**Goal**
Which of the lines below contain the string "QUERY"? Pull out each one and copy it unchanged.

[Data items]
— START —

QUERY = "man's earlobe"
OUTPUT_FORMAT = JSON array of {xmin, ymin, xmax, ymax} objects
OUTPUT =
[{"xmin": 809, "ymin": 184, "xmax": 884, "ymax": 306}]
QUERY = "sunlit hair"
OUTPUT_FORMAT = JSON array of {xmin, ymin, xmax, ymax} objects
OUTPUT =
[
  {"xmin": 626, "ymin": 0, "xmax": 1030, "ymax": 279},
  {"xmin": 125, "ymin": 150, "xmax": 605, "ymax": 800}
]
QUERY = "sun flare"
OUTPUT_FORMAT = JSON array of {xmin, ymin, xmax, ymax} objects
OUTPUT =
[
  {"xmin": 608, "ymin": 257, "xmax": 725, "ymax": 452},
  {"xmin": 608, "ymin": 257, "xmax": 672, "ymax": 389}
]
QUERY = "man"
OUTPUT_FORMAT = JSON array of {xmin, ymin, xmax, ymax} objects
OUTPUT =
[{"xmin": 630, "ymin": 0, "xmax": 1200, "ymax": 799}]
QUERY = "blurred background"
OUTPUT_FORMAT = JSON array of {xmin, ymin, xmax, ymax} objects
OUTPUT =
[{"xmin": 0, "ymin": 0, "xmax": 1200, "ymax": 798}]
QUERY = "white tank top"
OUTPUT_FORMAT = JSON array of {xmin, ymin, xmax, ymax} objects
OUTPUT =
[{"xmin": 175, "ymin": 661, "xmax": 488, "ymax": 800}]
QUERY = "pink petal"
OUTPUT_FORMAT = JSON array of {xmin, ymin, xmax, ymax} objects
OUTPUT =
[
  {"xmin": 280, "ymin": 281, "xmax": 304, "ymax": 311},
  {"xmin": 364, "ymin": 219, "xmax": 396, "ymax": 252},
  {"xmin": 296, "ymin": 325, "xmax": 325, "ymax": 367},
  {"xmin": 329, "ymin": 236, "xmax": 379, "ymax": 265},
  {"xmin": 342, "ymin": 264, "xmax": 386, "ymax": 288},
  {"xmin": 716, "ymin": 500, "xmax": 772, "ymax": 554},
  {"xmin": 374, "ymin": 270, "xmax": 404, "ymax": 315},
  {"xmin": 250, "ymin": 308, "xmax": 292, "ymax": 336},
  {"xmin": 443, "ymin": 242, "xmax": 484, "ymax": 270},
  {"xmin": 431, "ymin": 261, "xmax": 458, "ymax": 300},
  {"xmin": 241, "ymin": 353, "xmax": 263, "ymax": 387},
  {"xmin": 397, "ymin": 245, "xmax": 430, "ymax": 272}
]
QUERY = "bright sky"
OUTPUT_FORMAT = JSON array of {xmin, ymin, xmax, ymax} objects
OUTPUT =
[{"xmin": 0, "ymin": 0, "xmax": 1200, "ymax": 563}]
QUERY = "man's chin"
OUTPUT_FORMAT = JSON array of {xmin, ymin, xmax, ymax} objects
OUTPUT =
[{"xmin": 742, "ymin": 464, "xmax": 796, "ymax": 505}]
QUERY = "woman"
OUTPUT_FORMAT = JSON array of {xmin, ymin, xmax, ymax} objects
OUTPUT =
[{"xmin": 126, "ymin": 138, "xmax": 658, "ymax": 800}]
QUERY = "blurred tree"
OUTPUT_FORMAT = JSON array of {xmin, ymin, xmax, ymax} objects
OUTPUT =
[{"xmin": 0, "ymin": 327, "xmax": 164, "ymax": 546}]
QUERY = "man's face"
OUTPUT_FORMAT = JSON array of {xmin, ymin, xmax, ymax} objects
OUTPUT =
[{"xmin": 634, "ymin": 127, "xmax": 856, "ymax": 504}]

— END —

**Exercise answer**
QUERY = "man's earlobe"
QUERY = "sunlit hair"
QUERY = "sun flare"
QUERY = "man"
QUERY = "blurred background"
QUERY = "white tank top"
QUERY = "pink petal"
QUERY = "bright sky"
QUERY = "man's chin"
QUERY = "woman"
QUERY = "blurred tree"
QUERY = "man's face"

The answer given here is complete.